• Task to complete: Return every entry below exactly as written.

** Opening Records for this exercise block **

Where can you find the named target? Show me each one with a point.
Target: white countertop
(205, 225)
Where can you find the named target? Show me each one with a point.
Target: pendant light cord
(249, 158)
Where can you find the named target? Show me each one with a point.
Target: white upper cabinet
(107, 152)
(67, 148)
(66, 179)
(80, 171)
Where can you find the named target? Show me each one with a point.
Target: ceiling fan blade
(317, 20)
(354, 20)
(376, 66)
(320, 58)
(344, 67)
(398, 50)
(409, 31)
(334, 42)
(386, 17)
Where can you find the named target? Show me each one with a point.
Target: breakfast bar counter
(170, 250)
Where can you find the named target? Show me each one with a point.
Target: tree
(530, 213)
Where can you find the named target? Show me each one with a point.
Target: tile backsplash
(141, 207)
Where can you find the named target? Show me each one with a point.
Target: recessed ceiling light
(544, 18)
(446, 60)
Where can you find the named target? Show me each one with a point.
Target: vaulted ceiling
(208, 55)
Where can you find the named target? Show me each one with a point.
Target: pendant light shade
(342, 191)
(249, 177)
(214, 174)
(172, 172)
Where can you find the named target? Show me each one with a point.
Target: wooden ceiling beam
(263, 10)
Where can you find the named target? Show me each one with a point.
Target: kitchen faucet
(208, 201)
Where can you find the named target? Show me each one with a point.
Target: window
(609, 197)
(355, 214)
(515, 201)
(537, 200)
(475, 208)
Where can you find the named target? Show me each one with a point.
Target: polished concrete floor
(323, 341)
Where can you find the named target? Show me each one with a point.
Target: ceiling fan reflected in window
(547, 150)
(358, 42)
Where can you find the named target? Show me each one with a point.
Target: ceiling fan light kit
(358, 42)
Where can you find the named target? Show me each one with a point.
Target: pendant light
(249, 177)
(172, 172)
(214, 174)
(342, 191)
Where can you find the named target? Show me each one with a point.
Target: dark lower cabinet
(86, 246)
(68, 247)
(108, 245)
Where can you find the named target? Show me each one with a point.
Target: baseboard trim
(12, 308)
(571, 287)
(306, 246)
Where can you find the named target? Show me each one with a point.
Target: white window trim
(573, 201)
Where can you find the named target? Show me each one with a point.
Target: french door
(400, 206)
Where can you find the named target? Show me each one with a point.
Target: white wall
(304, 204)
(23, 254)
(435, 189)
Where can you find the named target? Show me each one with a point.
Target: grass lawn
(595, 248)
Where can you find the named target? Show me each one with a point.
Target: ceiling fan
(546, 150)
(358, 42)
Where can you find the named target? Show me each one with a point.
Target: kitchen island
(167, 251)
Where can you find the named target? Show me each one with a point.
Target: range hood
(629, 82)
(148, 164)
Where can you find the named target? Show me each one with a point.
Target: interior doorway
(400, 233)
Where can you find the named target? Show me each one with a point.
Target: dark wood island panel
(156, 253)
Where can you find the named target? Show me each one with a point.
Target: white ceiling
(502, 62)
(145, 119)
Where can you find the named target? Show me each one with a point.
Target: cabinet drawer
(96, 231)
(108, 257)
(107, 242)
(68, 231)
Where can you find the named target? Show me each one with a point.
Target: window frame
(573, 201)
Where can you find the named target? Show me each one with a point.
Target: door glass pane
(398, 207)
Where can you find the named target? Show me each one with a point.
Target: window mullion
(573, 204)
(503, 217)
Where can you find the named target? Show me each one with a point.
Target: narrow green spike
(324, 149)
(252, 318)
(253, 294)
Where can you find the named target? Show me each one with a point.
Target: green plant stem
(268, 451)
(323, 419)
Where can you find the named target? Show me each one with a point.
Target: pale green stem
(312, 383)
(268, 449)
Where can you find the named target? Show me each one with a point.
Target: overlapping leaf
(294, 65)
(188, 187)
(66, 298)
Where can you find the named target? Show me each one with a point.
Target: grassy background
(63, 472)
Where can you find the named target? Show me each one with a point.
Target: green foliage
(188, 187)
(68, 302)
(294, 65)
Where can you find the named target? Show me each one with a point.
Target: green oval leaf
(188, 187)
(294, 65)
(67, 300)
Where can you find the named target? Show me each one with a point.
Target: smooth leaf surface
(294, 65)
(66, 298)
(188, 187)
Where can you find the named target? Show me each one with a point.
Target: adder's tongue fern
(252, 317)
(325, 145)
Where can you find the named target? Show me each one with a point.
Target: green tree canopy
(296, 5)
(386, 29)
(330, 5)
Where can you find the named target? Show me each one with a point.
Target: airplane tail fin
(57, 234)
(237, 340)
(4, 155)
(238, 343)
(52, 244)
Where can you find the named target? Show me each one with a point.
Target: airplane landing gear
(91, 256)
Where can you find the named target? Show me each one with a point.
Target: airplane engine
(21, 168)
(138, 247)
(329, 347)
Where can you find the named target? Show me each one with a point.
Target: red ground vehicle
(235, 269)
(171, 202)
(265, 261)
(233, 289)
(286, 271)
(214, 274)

** Closing Records for this exercise block **

• Task solution:
Where can you find the named target? Show me each one with a point.
Target: white countertop
(205, 225)
Where can you find the named target? Show me each one with a point.
Target: pendant light cord
(249, 158)
Where can you find the named target? Show me each one with a point.
Target: white upper cabinet
(107, 152)
(67, 148)
(66, 179)
(80, 171)
Where can you find the named target? Show me each one with a point.
Target: ceiling fan blade
(317, 20)
(354, 20)
(376, 66)
(320, 58)
(344, 67)
(398, 50)
(409, 31)
(334, 42)
(386, 17)
Where can you find the named target? Show me each one with a point.
Target: breakfast bar counter
(170, 250)
Where can you find the named target? Show me each one with a point.
Target: tree
(530, 213)
Where can you find the named target? Show me each one with a point.
Target: tile backsplash
(141, 207)
Where can you find the named target? Show me each one with a point.
Target: recessed ceiling light
(544, 18)
(446, 60)
Where can you find the named target? Show me each one with a point.
Target: vaulted ceiling
(208, 55)
Where can you find the named target? Show me each one with a point.
Target: pendant light shade
(342, 191)
(249, 177)
(214, 174)
(172, 172)
Where can you find the named target? Show me each one with a point.
Target: wooden ceiling beam
(263, 10)
Where can you find the named target? Show me each one with a point.
Target: kitchen faucet
(208, 201)
Where can you find the named target? Show me each one with a point.
Target: window
(609, 197)
(355, 214)
(515, 201)
(537, 200)
(475, 208)
Where can you find the named target? Show me each one with a point.
Target: polished concrete floor
(323, 341)
Where can you find the named target? Show me each one with a point.
Target: ceiling fan reflected in window
(547, 150)
(358, 42)
Where can you find the named target? Show me each one with a point.
Target: ceiling fan light kit
(358, 42)
Where can you find the named target? Show me each one with a point.
Target: pendant light
(249, 177)
(172, 172)
(214, 174)
(342, 191)
Where can you find the named target? Show me each one with a point.
Target: dark lower cabinet
(86, 246)
(68, 247)
(108, 245)
Where can you find the named target? Show me each one with a point.
Target: baseboard trim
(12, 308)
(571, 287)
(306, 246)
Where can you find the named target? Show me each one with a point.
Target: white window trim
(573, 201)
Where can you find the named target? Show me each one with a point.
Target: french door
(400, 206)
Where can you find the named target? Show me each one with a point.
Target: white wall
(304, 204)
(23, 254)
(435, 189)
Where can you find the named target? Show me each one with a point.
Target: grass lawn
(595, 248)
Where can you find the named target? Show me each one with a point.
Target: ceiling fan
(546, 150)
(358, 42)
Where can you find the named target? Show me each one with a point.
Target: kitchen island
(167, 251)
Where can you find the named target? Show me each one with a point.
Target: range hood
(629, 82)
(148, 164)
Where can you find the named target? Show me each one with a point.
Target: interior doorway
(400, 233)
Where can you find the named target? Show me each one with a point.
Target: dark wood island panel
(156, 253)
Where can you find the named target? Show me each one with a point.
Target: white ceiling
(502, 62)
(145, 119)
Where can you find the named target? Show me each one with a point.
Target: cabinet drawer
(96, 231)
(108, 257)
(107, 242)
(68, 231)
Where can you find the named target? Show me each one with a point.
Target: window frame
(573, 201)
Where can you find the named target? Show me each one with a point.
Target: door glass pane
(398, 207)
Where can you find the named target? Show me each one with a point.
Target: window mullion
(573, 204)
(503, 217)
Where can you find the named target? Show me each one with a point.
Target: narrow green spike
(324, 149)
(252, 318)
(253, 294)
Where can you find the named target? Show me each one with a point.
Target: green plant stem
(268, 451)
(323, 419)
Where can you find the named target? Show me each one with a point.
Target: pale green stem
(312, 383)
(268, 449)
Where can you find the named target? Show me each one with a point.
Target: overlapping leaf
(294, 65)
(188, 187)
(66, 298)
Where can you find the named target? Show me each one with a point.
Target: grassy background
(63, 472)
Where can you find the named target? Show me each one with a point.
Target: green foliage
(188, 187)
(68, 302)
(294, 65)
Where can you find the named target? Show me each one with a point.
Target: green oval leaf
(188, 187)
(294, 65)
(67, 300)
Where can you find the named target? Show me each one with a point.
Target: smooth leaf surface
(294, 65)
(66, 298)
(188, 187)
Where can you find the named target? Show me each one with a point.
Target: adder's tongue fern
(252, 317)
(325, 145)
Where can you find the named target? Show me each one with a point.
Target: green tree canopy
(296, 5)
(386, 29)
(330, 5)
Where can you find the named target? Show me each one with a point.
Target: airplane tail fin
(57, 234)
(237, 340)
(4, 155)
(238, 343)
(52, 244)
Where can you find the named target? Show me each one with a point.
Target: airplane landing gear
(91, 256)
Where can you find the named target? Show me each one with a point.
Target: airplane engine
(21, 168)
(138, 247)
(329, 347)
Where can you find the named target? Show me each one with a point.
Target: red ground vehicle
(235, 269)
(171, 202)
(265, 261)
(233, 289)
(286, 271)
(214, 274)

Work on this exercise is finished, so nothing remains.